[EXERCISE DIRECTIONS]
Extend the forum thread about the stiff African Emperor scorpion from the point where it ends, picking up after the last reply.

[PROVIDED PASSAGE]
┌──

# Is my scorpion dead.....?



## Dylaneus (Feb 22, 2006)

Hmm.. 
My African Emperor has been sleeping in the corner ever since... boy, October? It's been about 60 in the cage and the humidity has been around 80. There's water available but I stopped adding crickets out of fear that they might attack it. Recently I tried poking the scorpion with a pencil and it's really stiff. Is this just a hibernating scorpion or is this rigor mortis?
:?


----------



## Murziukas (Feb 22, 2006)

60 of what: Celcius or Farentheit? In one or another way: it's baked or frozen if you talk about temperature.  


			
				Dylaneus said:
			
		

> It's been about 60 in the cage


----------



## micjoe (Feb 22, 2006)

If you are saying the temperature in the cage stayed at 60 and humidity at 80 or so, is that right? 60 for the temp is way too low, as of course scorpions can adapat on conditions, it is good idea to mimic its actual conditions. I would do temp 80+, and humidity 80%+.

└──

[RECORDS SHOWN]
┌──

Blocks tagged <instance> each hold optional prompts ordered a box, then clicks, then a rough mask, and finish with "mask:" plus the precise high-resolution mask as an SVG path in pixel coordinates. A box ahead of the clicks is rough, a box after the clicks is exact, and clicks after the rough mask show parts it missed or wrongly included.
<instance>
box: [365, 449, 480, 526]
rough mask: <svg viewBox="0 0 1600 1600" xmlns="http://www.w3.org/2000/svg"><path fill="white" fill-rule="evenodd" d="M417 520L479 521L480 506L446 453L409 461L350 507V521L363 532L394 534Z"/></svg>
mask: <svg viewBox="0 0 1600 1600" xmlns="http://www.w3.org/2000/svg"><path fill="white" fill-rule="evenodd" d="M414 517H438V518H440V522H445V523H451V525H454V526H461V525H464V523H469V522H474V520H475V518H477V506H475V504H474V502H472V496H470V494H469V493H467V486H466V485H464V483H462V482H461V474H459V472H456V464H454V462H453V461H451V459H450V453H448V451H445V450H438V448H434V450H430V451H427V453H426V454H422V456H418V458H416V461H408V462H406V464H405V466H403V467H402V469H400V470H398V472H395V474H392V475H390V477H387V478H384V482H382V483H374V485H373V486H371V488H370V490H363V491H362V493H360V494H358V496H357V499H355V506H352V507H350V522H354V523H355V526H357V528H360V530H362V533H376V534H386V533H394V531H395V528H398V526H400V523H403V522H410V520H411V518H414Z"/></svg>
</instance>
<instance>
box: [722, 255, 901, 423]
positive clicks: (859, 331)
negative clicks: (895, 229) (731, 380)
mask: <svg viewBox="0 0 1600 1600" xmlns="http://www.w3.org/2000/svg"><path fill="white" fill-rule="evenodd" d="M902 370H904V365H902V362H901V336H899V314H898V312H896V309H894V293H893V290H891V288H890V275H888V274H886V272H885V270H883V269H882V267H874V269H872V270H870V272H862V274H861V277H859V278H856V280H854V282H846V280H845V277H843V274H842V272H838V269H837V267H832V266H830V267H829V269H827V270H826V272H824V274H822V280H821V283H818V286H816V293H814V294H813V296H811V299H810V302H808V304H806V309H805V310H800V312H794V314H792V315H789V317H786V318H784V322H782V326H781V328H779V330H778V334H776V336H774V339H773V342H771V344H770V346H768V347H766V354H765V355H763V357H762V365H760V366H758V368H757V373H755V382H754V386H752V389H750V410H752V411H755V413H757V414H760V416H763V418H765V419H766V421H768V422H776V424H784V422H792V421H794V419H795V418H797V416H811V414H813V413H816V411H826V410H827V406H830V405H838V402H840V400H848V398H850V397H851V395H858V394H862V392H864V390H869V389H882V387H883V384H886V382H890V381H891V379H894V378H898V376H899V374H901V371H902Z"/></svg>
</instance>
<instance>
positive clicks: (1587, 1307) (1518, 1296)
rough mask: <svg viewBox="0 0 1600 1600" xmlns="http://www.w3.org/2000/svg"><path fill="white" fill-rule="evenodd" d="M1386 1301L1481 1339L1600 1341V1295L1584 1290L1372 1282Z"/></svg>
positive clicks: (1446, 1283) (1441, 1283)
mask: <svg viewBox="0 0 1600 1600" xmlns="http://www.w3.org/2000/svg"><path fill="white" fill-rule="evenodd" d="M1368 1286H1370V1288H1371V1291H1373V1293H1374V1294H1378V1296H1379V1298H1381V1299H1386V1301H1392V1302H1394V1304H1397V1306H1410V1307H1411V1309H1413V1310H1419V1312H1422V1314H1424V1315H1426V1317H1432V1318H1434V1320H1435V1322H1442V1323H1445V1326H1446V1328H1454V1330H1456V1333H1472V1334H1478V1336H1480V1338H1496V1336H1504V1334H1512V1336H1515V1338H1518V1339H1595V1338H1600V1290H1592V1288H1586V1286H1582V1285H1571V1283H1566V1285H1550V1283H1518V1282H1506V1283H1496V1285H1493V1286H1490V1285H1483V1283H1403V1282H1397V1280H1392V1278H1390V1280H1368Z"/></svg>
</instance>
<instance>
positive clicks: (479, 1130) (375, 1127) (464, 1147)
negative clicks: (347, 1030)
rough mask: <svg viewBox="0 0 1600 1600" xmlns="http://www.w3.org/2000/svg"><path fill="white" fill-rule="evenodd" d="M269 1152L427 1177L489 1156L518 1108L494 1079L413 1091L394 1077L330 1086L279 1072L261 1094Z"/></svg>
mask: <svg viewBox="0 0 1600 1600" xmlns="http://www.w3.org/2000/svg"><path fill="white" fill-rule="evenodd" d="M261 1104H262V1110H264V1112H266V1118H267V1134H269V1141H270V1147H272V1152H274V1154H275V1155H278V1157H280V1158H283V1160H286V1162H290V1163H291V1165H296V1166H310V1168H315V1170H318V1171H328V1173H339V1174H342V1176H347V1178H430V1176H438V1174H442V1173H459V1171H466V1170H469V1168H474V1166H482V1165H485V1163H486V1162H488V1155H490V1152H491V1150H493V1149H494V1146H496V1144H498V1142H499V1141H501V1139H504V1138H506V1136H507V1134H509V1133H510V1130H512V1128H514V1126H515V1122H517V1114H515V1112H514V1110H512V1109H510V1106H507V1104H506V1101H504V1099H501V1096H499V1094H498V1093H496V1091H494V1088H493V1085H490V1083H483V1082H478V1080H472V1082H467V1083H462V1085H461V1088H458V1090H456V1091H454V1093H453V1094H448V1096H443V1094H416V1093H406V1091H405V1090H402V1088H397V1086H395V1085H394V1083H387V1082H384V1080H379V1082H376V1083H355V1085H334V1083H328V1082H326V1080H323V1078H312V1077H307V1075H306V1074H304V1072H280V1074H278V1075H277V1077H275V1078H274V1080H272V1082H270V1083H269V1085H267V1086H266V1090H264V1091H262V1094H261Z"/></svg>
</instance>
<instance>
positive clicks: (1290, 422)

└──

[RESULT]
Good luck.


----------



## tarsier (Feb 22, 2006)

i think it may be dead.  never heard or read of a scorpion hibernating.  much more an emp


----------



## Leiurus87 (Feb 22, 2006)

well, im 99.9 % sure its dead, but jack up the temp to 90F anyway for an hour or so, just to make sure, even though im sure its dead from the cold.


----------



## The Bear (Feb 22, 2006)

If I was in your position and the scorpion hasn't moved in that long then move him yourself. Stress is bad but a little wont kill it and wasting your time, energy and worrying about its not worth it. I say find out if hes dead or not.


----------



## Arlius (Feb 22, 2006)

Is it lying with its tail flat and straight out behind it? If so, it's definately dead. Has been for awhile...


----------



## Scorpfanatic (Feb 23, 2006)

carnk up the heat and see wta hapens.  dgood luck


----------



## 1/2 (Feb 23, 2006)

Sounds like it might be dead, most scorpions when they die tend to extend their tail to a straight position. My experience with hybrenating scorps is that they tend to curl up (as if to keep warm.)

Hope it is the last one.

Best of luck.


----------



## fusion121 (Feb 23, 2006)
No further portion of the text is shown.